● Position identification records:
..............................

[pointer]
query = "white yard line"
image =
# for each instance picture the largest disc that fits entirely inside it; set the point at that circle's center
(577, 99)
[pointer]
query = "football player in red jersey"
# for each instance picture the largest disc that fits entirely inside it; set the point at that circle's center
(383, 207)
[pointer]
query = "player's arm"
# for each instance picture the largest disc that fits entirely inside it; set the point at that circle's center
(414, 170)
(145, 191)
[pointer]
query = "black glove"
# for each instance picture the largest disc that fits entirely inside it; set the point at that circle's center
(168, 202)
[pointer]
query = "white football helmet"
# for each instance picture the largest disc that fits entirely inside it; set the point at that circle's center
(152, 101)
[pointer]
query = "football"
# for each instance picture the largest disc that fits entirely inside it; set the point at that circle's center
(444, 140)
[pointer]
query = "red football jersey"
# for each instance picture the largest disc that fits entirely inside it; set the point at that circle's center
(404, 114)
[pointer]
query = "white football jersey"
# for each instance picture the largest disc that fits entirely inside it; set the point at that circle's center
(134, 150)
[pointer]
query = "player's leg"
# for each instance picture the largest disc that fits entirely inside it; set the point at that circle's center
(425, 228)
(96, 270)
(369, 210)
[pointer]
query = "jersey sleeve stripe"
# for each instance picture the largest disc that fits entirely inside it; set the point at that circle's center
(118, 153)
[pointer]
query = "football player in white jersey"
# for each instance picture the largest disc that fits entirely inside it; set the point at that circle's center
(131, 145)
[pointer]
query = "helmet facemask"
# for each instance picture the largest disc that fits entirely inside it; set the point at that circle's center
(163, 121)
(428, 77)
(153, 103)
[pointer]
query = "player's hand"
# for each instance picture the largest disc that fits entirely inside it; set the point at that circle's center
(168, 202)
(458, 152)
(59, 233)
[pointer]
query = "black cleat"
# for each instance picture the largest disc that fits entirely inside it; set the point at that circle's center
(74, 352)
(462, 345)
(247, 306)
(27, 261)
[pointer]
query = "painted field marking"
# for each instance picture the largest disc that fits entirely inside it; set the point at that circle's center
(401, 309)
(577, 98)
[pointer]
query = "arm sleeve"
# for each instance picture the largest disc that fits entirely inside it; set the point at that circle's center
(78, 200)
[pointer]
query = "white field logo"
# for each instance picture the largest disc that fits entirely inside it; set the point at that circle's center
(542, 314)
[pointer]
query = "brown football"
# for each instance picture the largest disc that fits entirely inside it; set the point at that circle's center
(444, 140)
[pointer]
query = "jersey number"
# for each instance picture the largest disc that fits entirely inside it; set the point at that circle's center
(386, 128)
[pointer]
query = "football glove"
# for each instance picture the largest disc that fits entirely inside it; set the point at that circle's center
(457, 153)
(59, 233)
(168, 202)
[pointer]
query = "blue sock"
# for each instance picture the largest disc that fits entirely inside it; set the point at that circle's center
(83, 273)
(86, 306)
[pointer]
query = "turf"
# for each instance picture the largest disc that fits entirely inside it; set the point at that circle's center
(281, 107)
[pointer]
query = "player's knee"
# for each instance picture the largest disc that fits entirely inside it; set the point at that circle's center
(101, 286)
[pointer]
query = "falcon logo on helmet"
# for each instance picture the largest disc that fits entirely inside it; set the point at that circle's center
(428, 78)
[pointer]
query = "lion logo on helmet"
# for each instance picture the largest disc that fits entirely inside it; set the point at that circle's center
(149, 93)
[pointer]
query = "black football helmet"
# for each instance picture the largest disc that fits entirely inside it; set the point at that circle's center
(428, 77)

..............................

● Work to complete: Gather every line from the position identification records above that contains the word "glove", and copy each one unchanged.

● Solution:
query = "black glove"
query = "football glove"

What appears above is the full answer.